▶ SET EXERCISE: Return, character for character, the lines from the one bearing "Which pixel sits on the serrated" through the end of the material. Omit everything before that line.

▶ DATA SUPPLIED:
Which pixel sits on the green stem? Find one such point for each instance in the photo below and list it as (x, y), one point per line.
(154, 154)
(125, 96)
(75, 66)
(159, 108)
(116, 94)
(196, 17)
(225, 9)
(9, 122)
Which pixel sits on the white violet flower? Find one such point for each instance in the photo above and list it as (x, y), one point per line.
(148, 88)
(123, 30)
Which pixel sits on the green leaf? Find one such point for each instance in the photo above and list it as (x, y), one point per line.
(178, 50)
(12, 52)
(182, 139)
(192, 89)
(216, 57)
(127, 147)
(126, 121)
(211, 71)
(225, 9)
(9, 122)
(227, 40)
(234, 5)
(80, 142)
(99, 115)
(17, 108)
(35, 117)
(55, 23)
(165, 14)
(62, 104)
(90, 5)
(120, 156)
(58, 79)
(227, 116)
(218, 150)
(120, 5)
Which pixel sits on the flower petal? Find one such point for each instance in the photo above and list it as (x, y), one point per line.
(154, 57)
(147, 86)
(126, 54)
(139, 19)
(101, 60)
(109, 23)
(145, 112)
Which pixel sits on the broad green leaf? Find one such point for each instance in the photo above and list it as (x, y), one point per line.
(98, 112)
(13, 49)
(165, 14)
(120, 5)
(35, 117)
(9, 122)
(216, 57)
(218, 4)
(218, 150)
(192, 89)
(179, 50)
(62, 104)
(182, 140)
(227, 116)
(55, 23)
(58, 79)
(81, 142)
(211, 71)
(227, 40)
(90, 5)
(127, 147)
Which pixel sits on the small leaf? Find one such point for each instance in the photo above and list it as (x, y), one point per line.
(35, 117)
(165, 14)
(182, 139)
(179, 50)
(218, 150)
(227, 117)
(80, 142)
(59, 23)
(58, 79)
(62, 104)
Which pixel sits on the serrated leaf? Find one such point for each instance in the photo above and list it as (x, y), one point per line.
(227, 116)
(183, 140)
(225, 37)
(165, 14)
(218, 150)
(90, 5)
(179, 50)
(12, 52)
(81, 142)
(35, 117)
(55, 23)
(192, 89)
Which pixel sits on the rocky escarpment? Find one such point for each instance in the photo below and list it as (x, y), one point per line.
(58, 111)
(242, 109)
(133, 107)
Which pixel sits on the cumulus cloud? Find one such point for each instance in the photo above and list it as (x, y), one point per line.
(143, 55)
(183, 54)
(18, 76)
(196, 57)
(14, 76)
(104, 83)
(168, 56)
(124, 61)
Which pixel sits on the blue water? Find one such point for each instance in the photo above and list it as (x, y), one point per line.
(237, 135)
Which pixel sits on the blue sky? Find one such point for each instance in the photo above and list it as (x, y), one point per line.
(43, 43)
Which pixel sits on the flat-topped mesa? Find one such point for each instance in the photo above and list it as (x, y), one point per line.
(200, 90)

▶ RESULT BELOW:
Which pixel sits on the serrated leaf? Find one such point for each instance in the photo above and list it as (x, y), one point per line.
(227, 116)
(183, 140)
(225, 37)
(165, 14)
(218, 150)
(90, 5)
(179, 50)
(12, 52)
(81, 142)
(35, 117)
(55, 23)
(192, 89)
Which pixel sits on the rocky escarpment? Find one such point for each instance in the photo below and list it as (x, y), one point per line.
(58, 111)
(242, 109)
(133, 107)
Which pixel sits on the cumulus cloud? Find one such point for each instance in the photo above and list it as (x, y), one point per line.
(143, 55)
(183, 54)
(18, 76)
(196, 57)
(14, 76)
(104, 83)
(168, 56)
(124, 61)
Which pixel sits on the blue water? Find one such point for each instance in the photo above and list it as (x, y), one point per line.
(237, 135)
Which pixel sits on the blue sky? Find one such point for each instance in the photo above and list it as (x, y), one point per line.
(43, 43)
Which pixel sits on the flat-topped mesa? Find one such point for each instance in the photo above and list it as (x, y), one point per line.
(200, 90)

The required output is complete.